— Start of RECORDED INFORMATION —

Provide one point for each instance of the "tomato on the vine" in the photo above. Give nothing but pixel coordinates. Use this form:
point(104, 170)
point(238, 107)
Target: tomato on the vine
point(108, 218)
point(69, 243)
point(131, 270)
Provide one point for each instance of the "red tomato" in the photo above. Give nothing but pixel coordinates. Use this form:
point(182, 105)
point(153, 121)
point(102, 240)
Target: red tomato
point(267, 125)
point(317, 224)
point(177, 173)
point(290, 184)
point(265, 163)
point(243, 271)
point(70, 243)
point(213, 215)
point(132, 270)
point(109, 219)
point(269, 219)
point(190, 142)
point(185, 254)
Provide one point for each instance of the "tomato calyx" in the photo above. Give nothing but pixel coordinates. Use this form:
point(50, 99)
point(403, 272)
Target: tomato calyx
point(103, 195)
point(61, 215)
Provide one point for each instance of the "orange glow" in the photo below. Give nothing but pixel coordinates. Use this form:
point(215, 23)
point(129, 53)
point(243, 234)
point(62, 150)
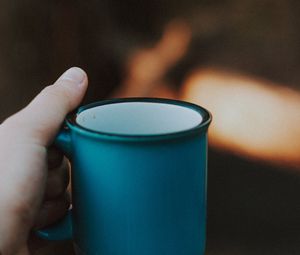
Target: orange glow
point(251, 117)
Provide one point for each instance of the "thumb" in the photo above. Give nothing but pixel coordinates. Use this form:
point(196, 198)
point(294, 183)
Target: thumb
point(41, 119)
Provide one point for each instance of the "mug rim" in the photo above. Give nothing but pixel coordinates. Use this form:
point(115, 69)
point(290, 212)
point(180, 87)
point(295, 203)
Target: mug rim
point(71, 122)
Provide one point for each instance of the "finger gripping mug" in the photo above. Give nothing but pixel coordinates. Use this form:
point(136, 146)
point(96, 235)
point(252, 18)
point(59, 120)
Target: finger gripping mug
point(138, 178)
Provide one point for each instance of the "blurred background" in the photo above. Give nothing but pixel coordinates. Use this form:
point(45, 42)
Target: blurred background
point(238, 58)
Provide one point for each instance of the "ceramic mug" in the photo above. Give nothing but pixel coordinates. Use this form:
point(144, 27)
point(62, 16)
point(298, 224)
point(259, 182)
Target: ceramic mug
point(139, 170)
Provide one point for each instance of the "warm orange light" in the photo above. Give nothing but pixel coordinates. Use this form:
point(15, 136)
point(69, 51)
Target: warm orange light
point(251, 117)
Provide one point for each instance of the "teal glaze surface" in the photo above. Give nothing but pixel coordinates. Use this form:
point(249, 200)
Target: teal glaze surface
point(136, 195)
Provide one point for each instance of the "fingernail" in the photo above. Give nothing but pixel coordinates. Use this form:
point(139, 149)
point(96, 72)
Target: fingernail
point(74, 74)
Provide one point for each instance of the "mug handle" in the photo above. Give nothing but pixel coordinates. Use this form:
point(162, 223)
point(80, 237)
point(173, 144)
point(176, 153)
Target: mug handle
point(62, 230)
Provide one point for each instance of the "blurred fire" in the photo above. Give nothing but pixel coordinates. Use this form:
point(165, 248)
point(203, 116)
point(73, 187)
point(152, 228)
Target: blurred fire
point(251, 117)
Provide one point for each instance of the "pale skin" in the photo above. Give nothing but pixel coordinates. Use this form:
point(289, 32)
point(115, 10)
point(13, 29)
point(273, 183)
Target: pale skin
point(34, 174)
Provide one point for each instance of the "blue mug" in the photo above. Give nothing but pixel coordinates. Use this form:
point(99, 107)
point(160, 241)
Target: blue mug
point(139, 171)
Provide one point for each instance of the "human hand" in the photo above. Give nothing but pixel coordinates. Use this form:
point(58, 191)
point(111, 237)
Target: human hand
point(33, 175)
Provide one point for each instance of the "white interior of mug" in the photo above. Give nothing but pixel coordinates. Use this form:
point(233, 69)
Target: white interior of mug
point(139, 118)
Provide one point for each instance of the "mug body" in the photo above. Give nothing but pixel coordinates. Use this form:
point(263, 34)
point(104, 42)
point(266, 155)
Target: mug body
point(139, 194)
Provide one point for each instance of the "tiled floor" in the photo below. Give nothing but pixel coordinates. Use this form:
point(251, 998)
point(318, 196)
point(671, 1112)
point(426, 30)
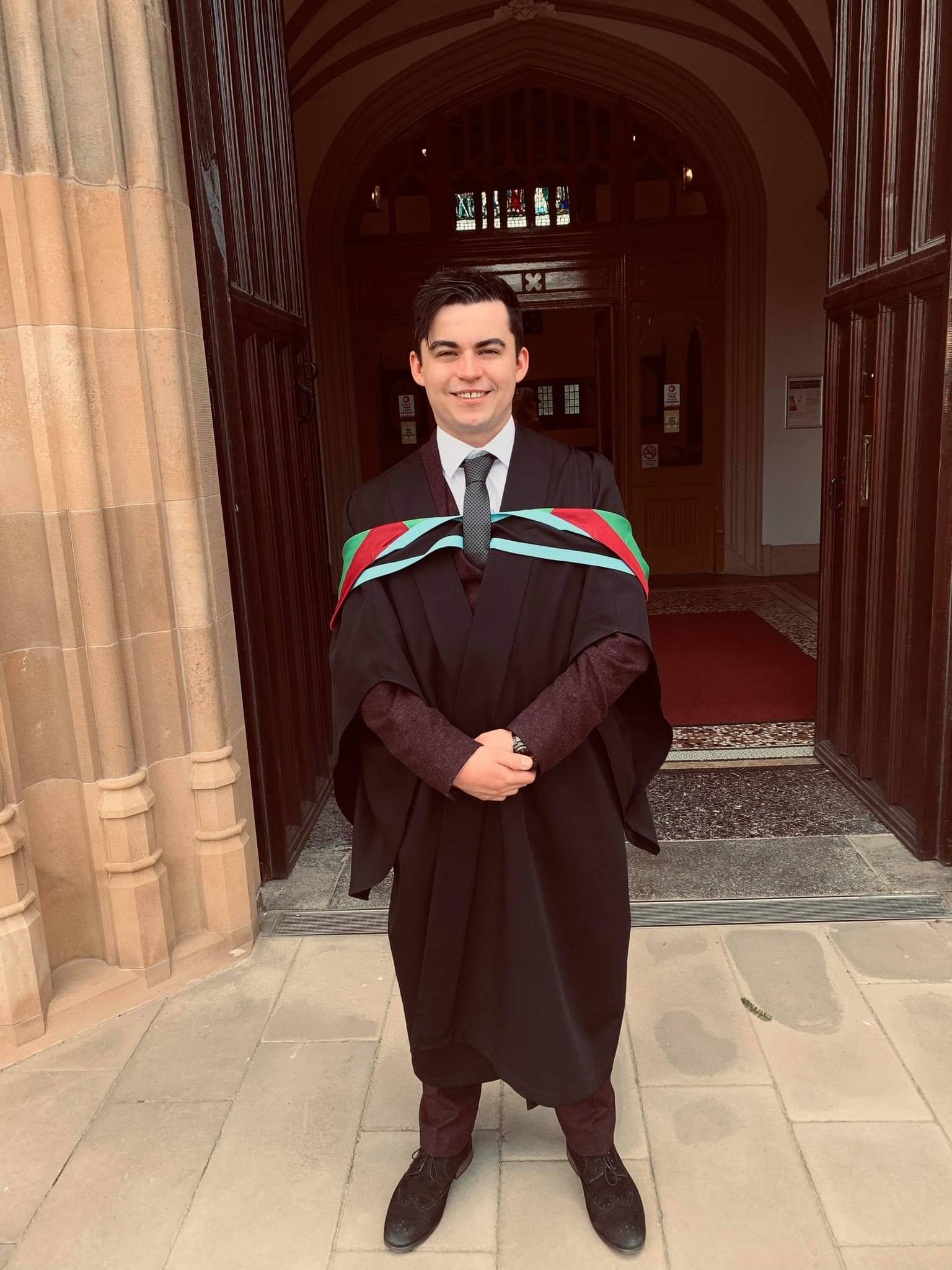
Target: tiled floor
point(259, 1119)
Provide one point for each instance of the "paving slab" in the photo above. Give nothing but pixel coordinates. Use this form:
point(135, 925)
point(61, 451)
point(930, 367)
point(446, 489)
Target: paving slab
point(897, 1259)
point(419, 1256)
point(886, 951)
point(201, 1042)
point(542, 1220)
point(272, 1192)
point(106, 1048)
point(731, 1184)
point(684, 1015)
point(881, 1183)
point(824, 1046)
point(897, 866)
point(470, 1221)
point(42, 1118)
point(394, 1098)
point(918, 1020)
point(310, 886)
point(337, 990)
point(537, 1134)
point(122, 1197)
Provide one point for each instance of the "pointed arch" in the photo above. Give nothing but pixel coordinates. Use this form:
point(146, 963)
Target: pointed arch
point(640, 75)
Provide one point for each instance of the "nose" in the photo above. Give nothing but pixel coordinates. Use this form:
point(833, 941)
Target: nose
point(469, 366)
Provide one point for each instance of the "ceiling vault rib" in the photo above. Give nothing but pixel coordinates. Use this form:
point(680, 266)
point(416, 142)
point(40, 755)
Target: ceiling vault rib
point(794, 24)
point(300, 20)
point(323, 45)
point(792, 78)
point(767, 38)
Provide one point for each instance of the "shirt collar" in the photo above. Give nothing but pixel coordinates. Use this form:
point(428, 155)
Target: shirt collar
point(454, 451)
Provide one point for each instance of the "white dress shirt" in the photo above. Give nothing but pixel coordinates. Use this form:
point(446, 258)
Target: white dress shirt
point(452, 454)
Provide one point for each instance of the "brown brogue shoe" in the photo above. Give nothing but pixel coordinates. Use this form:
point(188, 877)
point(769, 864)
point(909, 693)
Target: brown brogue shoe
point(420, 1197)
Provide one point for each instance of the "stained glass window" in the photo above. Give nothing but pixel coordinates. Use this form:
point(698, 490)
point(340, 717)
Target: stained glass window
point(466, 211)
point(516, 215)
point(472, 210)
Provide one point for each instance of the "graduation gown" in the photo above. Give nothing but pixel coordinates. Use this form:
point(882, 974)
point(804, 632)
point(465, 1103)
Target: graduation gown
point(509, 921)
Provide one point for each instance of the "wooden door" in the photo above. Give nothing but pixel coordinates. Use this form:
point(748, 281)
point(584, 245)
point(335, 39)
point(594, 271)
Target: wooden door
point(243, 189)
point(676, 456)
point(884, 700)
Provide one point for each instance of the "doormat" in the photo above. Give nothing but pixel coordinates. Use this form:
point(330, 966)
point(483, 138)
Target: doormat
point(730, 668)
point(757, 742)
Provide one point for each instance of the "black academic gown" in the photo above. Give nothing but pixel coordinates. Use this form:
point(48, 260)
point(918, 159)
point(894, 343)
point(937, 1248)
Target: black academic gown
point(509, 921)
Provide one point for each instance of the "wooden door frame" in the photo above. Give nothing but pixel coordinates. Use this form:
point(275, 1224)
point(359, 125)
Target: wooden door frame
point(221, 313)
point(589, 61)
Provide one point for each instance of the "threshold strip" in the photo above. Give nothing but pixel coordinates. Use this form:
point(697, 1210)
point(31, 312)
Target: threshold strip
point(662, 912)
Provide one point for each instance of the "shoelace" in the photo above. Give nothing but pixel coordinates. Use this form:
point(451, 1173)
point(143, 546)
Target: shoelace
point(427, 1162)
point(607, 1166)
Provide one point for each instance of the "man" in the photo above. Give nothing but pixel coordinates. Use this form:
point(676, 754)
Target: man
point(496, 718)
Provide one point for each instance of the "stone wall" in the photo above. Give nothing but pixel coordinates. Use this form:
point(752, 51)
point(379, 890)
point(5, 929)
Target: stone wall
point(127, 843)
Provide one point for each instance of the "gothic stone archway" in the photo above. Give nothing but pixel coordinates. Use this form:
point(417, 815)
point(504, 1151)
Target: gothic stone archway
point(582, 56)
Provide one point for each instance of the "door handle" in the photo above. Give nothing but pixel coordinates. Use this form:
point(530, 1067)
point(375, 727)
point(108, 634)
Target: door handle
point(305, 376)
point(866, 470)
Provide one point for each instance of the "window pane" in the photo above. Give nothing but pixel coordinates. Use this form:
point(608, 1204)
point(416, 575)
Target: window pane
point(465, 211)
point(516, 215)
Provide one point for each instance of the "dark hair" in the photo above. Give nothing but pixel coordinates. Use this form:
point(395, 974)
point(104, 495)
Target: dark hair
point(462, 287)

— End of RECORDED INFORMATION —

## YOUR OBJECTIVE
Rewrite the entries from their start through the line containing "point(131, 270)", changing "tomato on the vine" to "cherry tomato" and leaving everything else as it is.

## TASK SOLUTION
Provide one point for each instance of the "cherry tomato" in the photo above. Give nothing but pixel coordinates. Use this form:
point(104, 170)
point(238, 107)
Target: cherry tomato
point(108, 218)
point(69, 243)
point(131, 270)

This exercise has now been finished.